* _Task to carry out_: Pick out every line in the data below that contains the string "building" and copy each one. Case counts.

* _Exercise input_:
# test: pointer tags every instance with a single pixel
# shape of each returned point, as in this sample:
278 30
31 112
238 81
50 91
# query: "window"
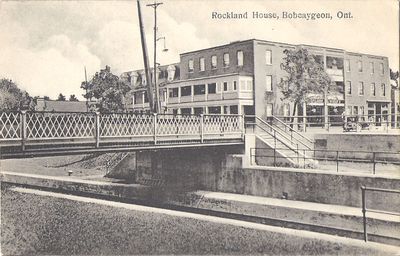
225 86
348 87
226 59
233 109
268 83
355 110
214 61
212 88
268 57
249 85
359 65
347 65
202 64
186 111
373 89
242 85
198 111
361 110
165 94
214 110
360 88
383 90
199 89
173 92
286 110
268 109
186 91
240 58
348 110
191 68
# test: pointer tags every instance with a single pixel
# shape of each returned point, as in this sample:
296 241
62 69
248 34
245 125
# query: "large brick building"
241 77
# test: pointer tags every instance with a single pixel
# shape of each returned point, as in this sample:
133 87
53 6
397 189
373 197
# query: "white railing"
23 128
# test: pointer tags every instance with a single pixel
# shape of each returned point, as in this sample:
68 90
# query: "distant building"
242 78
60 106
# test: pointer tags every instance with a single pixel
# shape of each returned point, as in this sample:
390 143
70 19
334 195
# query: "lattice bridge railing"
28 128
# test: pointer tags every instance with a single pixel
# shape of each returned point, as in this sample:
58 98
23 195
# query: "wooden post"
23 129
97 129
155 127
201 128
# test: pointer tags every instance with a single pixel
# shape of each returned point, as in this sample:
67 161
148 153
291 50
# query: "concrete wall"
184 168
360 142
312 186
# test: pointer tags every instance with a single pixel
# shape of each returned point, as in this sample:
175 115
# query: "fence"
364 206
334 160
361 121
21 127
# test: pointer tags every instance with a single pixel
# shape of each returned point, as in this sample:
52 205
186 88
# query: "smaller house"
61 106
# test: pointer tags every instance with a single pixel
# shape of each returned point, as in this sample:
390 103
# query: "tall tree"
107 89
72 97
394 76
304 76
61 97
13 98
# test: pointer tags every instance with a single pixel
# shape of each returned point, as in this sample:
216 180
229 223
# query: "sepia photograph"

* _Response to this task_:
# query: "large brick building"
# query: "distant building"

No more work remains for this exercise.